- _STATED EXERCISE_: Reproduce each of the entries below verbatim, omitting the pictures from your reproduction.
════════════════
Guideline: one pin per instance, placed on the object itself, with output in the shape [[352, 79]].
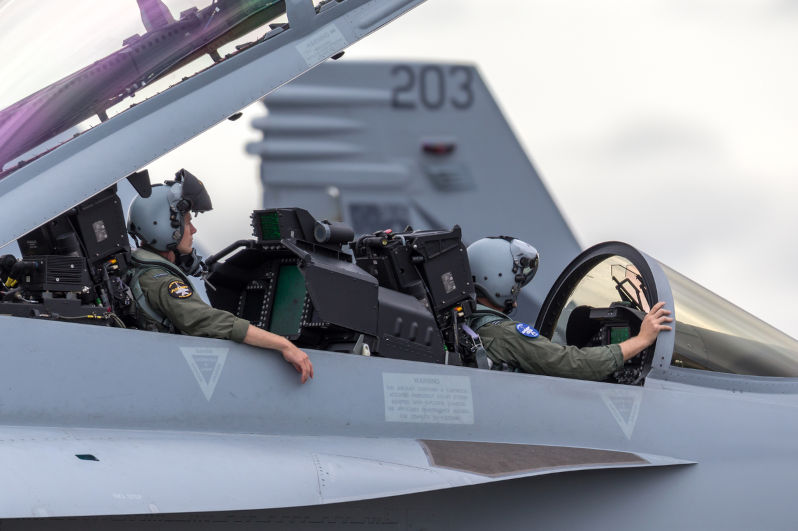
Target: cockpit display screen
[[619, 334], [269, 225], [289, 301]]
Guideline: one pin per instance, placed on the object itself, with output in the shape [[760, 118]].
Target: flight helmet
[[501, 266], [158, 221]]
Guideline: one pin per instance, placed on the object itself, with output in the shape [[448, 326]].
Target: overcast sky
[[686, 105]]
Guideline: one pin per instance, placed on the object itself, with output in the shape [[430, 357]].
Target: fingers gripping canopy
[[501, 266], [158, 221]]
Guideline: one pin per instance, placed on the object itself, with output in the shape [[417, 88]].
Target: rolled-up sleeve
[[190, 314], [540, 356]]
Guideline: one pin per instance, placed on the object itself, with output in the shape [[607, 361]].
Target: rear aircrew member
[[501, 266]]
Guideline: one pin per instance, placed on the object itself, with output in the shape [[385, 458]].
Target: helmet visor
[[525, 261]]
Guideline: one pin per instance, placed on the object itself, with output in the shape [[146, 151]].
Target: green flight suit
[[504, 342], [169, 302]]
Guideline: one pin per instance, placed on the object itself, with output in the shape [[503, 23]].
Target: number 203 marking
[[431, 87]]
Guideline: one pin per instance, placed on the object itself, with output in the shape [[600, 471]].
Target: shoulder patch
[[179, 290], [526, 330]]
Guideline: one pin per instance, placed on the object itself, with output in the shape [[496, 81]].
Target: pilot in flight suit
[[165, 300], [500, 267]]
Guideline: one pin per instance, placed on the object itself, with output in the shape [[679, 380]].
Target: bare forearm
[[258, 337]]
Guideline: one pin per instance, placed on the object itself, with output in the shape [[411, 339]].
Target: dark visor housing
[[194, 196]]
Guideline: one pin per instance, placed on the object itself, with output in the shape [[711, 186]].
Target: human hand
[[299, 360], [654, 323]]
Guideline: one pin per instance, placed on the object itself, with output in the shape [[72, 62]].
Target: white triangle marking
[[624, 404], [206, 364]]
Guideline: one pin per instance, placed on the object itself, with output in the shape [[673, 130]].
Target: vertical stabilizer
[[154, 14], [386, 145]]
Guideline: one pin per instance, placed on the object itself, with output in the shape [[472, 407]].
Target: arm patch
[[179, 290]]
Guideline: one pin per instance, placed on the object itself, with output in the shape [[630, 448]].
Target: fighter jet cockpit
[[603, 295]]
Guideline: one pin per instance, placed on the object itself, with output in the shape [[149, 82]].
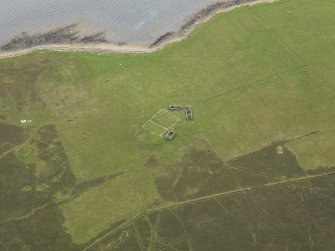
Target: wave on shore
[[67, 38]]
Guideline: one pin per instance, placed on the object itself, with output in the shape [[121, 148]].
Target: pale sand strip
[[127, 49]]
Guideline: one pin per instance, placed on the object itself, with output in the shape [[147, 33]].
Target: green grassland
[[253, 76]]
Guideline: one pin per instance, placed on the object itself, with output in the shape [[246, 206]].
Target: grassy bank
[[253, 76]]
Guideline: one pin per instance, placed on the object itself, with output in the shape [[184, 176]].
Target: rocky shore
[[62, 35], [68, 38]]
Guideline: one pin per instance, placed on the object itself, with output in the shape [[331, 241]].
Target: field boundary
[[205, 198]]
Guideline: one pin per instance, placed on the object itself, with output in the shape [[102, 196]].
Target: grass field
[[253, 76]]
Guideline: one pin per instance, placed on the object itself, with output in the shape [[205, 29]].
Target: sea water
[[130, 21]]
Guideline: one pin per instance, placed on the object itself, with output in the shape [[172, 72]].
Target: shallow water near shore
[[130, 21]]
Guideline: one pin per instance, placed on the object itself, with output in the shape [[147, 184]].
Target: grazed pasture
[[253, 170]]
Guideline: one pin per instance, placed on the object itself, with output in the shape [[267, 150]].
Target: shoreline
[[181, 34]]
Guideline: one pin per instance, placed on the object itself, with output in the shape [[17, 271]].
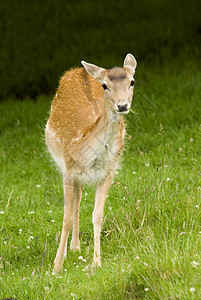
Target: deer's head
[[118, 83]]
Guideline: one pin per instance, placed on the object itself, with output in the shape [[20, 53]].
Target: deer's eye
[[132, 82], [104, 86]]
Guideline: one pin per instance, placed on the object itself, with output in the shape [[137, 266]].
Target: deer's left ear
[[93, 70], [130, 63]]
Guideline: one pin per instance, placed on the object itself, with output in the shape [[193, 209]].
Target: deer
[[85, 137]]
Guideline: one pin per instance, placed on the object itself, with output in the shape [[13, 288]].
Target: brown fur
[[85, 135]]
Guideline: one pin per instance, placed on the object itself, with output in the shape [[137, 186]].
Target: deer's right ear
[[93, 70]]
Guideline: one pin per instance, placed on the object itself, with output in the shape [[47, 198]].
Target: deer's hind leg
[[101, 193]]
════════════════
- _RESPONSE FOR THIS EXERCISE_:
Guideline: one pin per instance, placed on the object itself, with output in the shape [[352, 79]].
Target: cockpit display screen
[[619, 334], [269, 225], [289, 301]]
Guideline: one pin per instance, placed on the object itself, with output in the shape [[760, 118]].
Target: flight helmet
[[501, 266], [158, 221]]
Guideline: one pin per instance, placed on the object itself, with output in the shape [[448, 326]].
Target: overcast sky
[[686, 105]]
Guideline: one pin per instance, placed on the object itself, with output in the shape [[430, 357]].
Target: fingers gripping canopy
[[501, 266], [158, 221]]
Guideline: one pin per instance, placed on the object itself, with output in the shape [[417, 88]].
Target: rolled-up sleeve
[[190, 314], [540, 356]]
Guideline: one pin per instance, placed on the object itself, with output in the shape [[607, 361]].
Target: rear aircrew member
[[501, 266]]
Guideline: one pin per instance, placed on the object itself, with output in the shape [[385, 458]].
Target: helmet visor
[[525, 261]]
Guideline: one pin per instance, placed on the object itself, with output in the shape [[146, 151]].
Target: green flight suit
[[504, 342], [169, 302]]
Guideline: one pin per instance, placed on the object itself, with output in the shape [[503, 23]].
Target: number 203 marking
[[431, 87]]
Guideline: one pin per instance, placed on the object itself, with output in the shape [[600, 471]].
Target: shoulder patch
[[179, 290], [526, 330]]
Guideline: one pin per instance, placed on the object itself, with output in the shape [[496, 81]].
Target: pilot in flight suit
[[165, 300], [500, 267]]
Guideline: one pin per instance, placed on the object itself, with output in the shape [[679, 380]].
Target: bare forearm
[[258, 337]]
Guideline: one pin per instance, placed on the object itself, with output in the shape [[411, 339]].
Target: dark visor housing
[[194, 196]]
Guideline: one pin per instance, placed on the object itself, with output in the shape [[711, 186]].
Target: human hand
[[299, 360], [654, 323]]
Guideline: one pin per instance, placed on the object itself, with output in the shape [[72, 62]].
Target: white triangle marking
[[624, 404], [206, 364]]
Guideline: one pin per instance, placed on the object itself, with output in the shape [[673, 130]].
Target: vertical stabilizer
[[154, 14], [386, 145]]
Guideline: one pin per instance, placed on the object itself, with output in the shape [[472, 407]].
Target: arm patch
[[179, 290]]
Guideline: one pin per instance, placed on the object itself, with output in the shape [[630, 448]].
Target: fighter jet cockpit
[[603, 295]]
Guideline: one pin per instance, placed on the object itself, with output in the shape [[149, 82]].
Target: wave on shore
[[67, 38]]
Guideline: one pin per instance, placed on the object itself, with output in the shape [[121, 148]].
Target: pale sand strip
[[127, 49]]
Guideline: one pin per instance, placed on the object itself, with output in the shape [[147, 33]].
Target: green grassland
[[253, 76]]
Guideline: one pin per instance, placed on the object itself, with output in the shape [[246, 206]].
Target: grassy bank
[[253, 76]]
Guideline: one pin per instance, placed on the object itself, with output in the shape [[184, 176]].
Target: rocky shore
[[62, 35], [68, 38]]
Guideline: one pin per instance, placed on the object itself, with output in the shape [[331, 241]].
Target: field boundary
[[205, 198]]
Guideline: one pin per instance, placed on the object itself, with output in the shape [[102, 196]].
Target: grass field
[[253, 76]]
Guideline: one pin per instance, placed on the object itself, with output in the shape [[205, 29]].
Target: sea water
[[130, 21]]
Guideline: one pin per instance, placed on the object itself, with output in the shape [[172, 72]].
Target: shallow water near shore
[[130, 21]]
Guideline: one pin per instance, placed on the object itself, with output in the shape [[147, 184]].
Target: grazed pasture
[[253, 170]]
Guideline: one pin per instance, placed on the object itself, with output in the shape [[267, 150]].
Target: shoreline
[[181, 34]]
Guideline: one pin per instance, placed on the object itself, with output in the shape [[17, 271]].
Target: deer's head
[[118, 83]]
Guideline: one pin per instance, placed on the object itself, with output in the shape [[20, 53]].
Target: deer's eye
[[132, 82], [104, 86]]
Guideline: one pin per instance, placed on the object itself, with output in the shape [[137, 266]].
Target: deer's left ear
[[93, 70], [130, 63]]
Guideline: one pin per instance, placed on the object itself, with output in the shape [[193, 209]].
Target: deer
[[85, 137]]
Guideline: one pin per instance, placed on the object itself, with output in the shape [[13, 288]].
Target: brown fur
[[85, 135]]
Guideline: one pin per instance, placed on the object itself, with output in the shape [[137, 186]].
Target: deer's right ear
[[93, 70]]
Guideline: one pin per instance, placed on the object itself, with output in the shape [[47, 198]].
Target: deer's hind leg
[[101, 193]]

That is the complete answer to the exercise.